BEGIN Source extract

Her son’s nightmares and a Google search led to an important diagnosis.
- Posted on Jul 25, 2019
My three-year-old son’s cries jolted me awake. I rushed to his room. Michael was sitting up in bed and crying.
“Bramble, Mommy,” he said through tears.
I pulled him to me and stroked his soft hair.
“It’s just a dream, Baby,” I told him. “Bramble isn’t real. He can’t hurt you.”
For weeks now, my son had been having the same recurring nightmare—about a bald man called Bramble. In the dreams, Bramble stood in our backyard, staring in Michael’s bedroom window. He never tried to harm Michael in the dreams, but my son was terrified. It had gotten to the point where he was afraid even to lie down in his bed. I hated seeing him like this.
My husband, Mike, thought Michael’s dreams were so strange that he began researching the word bramble. He checked to see if someone by that name used to live in our home or in the neighborhood, but he couldn’t find anything. He even walked to the cemetery at the end of our road, looking for a tombstone for someone named Bramble. Maybe Michael had noticed it somehow. Again, nothing.
Finally, Mike and I sat down and Googled the word. We found a definition for bramble—a prickly vine or shrub—but there was more. Beneath the definition, it said, SEE ALSO: CANCER DICTIONARY. The words weren’t clickable. We didn’t own a cancer dictionary. We had no way to get more information. But seeing the word cancer sent shivers down my spine. What did a bramble have to do with cancer? And why was our three-year-old having these disturbing dreams?
A few nights later, Michael again woke up screaming, and I was sure he’d had another nightmare. But this time when I got to his room, I found him clutching his right ear.
“It hurts, Mommy,” he said. “My ear hurts.”
We went to the doctor the next day, and Michael was diagnosed with a routine ear infection. But after a week on an antibiotic, he was still holding his ear and crying. Between Michael’s ear pain and the bad dreams, no one was sleeping much at our house.
When we returned to the doctor, I told him the antibiotic wasn’t working. He said he’d prescribe another one. But something told me this wasn’t a simple ear infection. And I couldn’t get that search result out of my mind. It was all just too odd. Bramble, the recurring dream, the Google search—they all pushed me to ask for more.
“I don’t want another antibiotic,” I told the doctor. “There has to be something else we can do.”
After I persisted, the doctor recommended removing Michael’s tonsils as the best treatment. I hoped that having the operation would end Michael’s ear pain and help him sleep better.
On the day of Michael’s surgery, Mike and I sat in the waiting room, nervous about our little boy’s procedure. When the doctor came out to talk with us afterward, I knew something was wrong; the expression on his face told me.
“I removed Michael’s left tonsil,” the doctor said, “but when I went to take out the right one, I found a tumor.” My stomach dropped.

END Source extract

**Your tasks**.
• A. Translate this sentence from the Bramble story into Spanish: "He checked to see if someone by that name used to live in our home or in the neighborhood, but he couldn't find anything."
• B. Answer these questions using the Bramble story:
(i) How old was Michael?
(ii) Where did Mike walk to look for a tombstone with the name Bramble?
(iii) Which of Michael's tonsils did the doctor remove?
None of the rows are needed for the work on this page.

BEGIN Dataset entries

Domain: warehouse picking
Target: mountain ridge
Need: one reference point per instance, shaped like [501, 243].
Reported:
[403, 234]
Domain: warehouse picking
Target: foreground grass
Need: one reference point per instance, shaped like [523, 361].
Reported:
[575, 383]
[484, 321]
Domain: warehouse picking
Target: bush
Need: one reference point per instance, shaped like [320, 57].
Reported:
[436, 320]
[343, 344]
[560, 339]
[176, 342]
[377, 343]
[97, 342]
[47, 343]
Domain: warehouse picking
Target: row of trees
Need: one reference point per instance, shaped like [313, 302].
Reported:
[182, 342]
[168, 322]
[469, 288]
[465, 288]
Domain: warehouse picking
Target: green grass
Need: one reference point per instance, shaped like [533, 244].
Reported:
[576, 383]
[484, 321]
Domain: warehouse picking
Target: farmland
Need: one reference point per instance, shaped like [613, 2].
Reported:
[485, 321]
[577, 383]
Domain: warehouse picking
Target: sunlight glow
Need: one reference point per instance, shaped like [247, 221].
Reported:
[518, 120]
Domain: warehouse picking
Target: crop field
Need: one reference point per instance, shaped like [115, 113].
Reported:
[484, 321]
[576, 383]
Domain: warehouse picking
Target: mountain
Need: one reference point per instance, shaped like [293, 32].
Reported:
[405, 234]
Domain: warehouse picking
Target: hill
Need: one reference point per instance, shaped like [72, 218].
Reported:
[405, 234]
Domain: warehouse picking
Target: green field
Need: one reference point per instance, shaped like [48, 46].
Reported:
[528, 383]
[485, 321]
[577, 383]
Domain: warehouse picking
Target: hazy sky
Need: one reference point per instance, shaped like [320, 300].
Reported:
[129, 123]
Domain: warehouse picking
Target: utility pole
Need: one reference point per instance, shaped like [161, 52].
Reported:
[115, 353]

END Dataset entries

**Task responses**.
• A. Comprobó si alguien con ese nombre había vivido en nuestra casa o en el vecindario, pero no pudo encontrar nada.

• B.
(i) Three years old.
(ii) To the cemetery at the end of their road.
(iii) His left tonsil.